* [Directions]
A. Which number systems do the headings of the real analysis notes introduce? List each by name.
B. Could you carry the real analysis notes forward from their final sentence, in the same style?
======== Text
# Real Analysis

Extensions of Real Numbers

# Extended Real Numbers $$\overline{\mathbb{R}}$$

$\overline{\mathbb{R}} := \mathbb{R} \cup \{-\infty, +\infty\}.$

Order: $\forall x \in \mathbb{R}, -\infty < x < +\infty.$

Arithmetic: $x + (+\infty) := +\infty. \\ x + (-\infty) := -\infty. \\ \text{If } x > 0, x \cdot (+\infty) := +\infty. \\ \text{If } x < 0, x \cdot (+\infty) := -\infty. \\ \dots$

Every subset of $$\overline{\mathbb{R}}$$ has a supremum (possibly $$+\infty$$).

# Euclidean Space $$\mathbb{R}^k$$

$\mathbb{R}^k := \{(x_1, x_2, \dots, x_k) : x_i \in \mathbb{R}\}.$

Arithmetic: $\underbrace{(x_1, x_2, \dots, x_k)}_{\vec{x}} + \underbrace{(y_1, y_2, \dots, y_k)}_{\vec{y}} := (x_1 + y_1, x_1 + y_2, \dots, x_k + y_k). \\ \alpha (x_1, x_2, \dots, x_k) := (\alpha x_1, \alpha x_2, \dots, \alpha x_k)\text{, where } \alpha \in \mathbb{R}\text{, called a scalar}.$

Inner product, or dot product: $\vec{x} \cdot \vec{y} := \sum_{i = 1}^{k} x_iy_i.$

Norm, or length: $|\vec{x}| := \sqrt{\vec{x} \cdot \vec{x}}.$

# Complex Number Field $$\mathbb{C}$$

Complex numbers $$\mathbb{C} = \mathbb{R}^2$$ has a field structure.
================
======== Data segment
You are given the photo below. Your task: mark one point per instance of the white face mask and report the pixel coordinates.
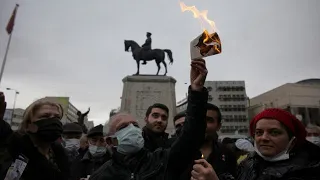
================
* [Task-by-task outputs]
A.
Extended Real Numbers
Euclidean Space
Complex Number Field

B.
$(a, b) + (c, d) := (a + c, b + d). \\ (a, b) \cdot (c, d) := (ac - bd, ad + bc).$

The additive identity is $$0^\star := (0, 0)$$. The multiplicative identity is $$1^\star := (1, 0)$$.

$$\mathbb{C}$$ extends $$\mathbb{R}$$. Consider subfield $$\{(a, 0) : a \in \mathbb{R}\}$$ which behaves just like $$\mathbb{R}$$, or is isomorphic to $$\mathbb{R}$$.

Note: $$(0, 1) + (0, 1) = (-1, 0)$$. So, let $$i = (0, 1)$$ then $$i^2 = -1$$, a real number.

So, write $$a + bi$$ for $$(a, b)$$.

Let $$z = a + bi$$. The real part of $$z$$ is $$\text{Re}(z) = a$$. The imaginary part of $$z$$ is $$\text{Im}(z) = b$$.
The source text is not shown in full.